## TEXTABSCHNITT
──────
Deutscher Schuldreflexbogen: Die Ukraine zieht den Nazijoker

Der ukrainische Außenminister zieht den Nazijoker, um von Deutschland mehr Unterstützung zu bekommen. Er hat sich scheinbar von seinem polnischen Kollegen beraten lassen, wie man die Deutschen dazu bekommt, das zu tun, was man von ihnen verlangt.

Gastbeitrag von Sascha von Aichfriede

Dmytro Kuleba, ukrainischer Außenminister, schrieb kürzlich in der WELT einen Meinungsbeitrag, der von Deutschland mehr Hilfe fordert1. Die Springer-Presse, deren Chef Mathias Döpfner bereits indirekt den Dritten Weltkrieg gefordert hat, ist derzeit die aggressivste proukrainische Plattform (wir berichteten in zwei anderen Artikeln2). Sie verarbeitet dabei die klassischen Bausteine der Kriegspropaganda3.
──────
## BEREITGESTELLTE DATEN
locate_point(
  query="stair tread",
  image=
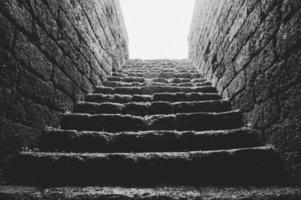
──────
## AUFGABEN
1) Wer ist laut dem Textabschnitt über den ukrainischen Außenminister der Chef der Springer-Presse?
2) Greifen Sie den Textabschnitt über den ukrainischen Außenminister auf und setzen Sie ihn nach seinem letzten Satz fort.

## LÖSUNGEN
1) Mathias Döpfner.

2)
Kuleba nutzt aber im Falle Deutschlands eine noch stärkere Waffe, nämlich den Nazijoker. Er zieht einen abstrusen Vergleich zwischen dem Unternehmen Barbarossa, also dem deutschen Einfall in die Sowjetunion, und der derzeitigen deutschen Haltung gegenüber Putin-Russland, die für Kuleba viel zu milde ausfällt. Er schreibt, an die Deutschen gerichtet: „Wir haben Euch davor gewarnt, dass Putin ein Übel von einem Ausmaß ist, wie es die Welt seit 80 Jahren nicht mehr gesehen hat. Wir haben Euch darum gebeten, die Fehler der Vergangenheit nicht zu wiederholen und die Katastrophe zu verhindern.“ Der Schluss des Artikels wirkt apokalyptisch: „Der Moment ist gekommen: Entweder wird Deutschland eine führende Nation bei der Unterstützung der Ukraine und im Kampf gegen das russische Böse, oder Deutschland bekommt eine neue historische Schuld für verlorene Leben und zerstörte Städte.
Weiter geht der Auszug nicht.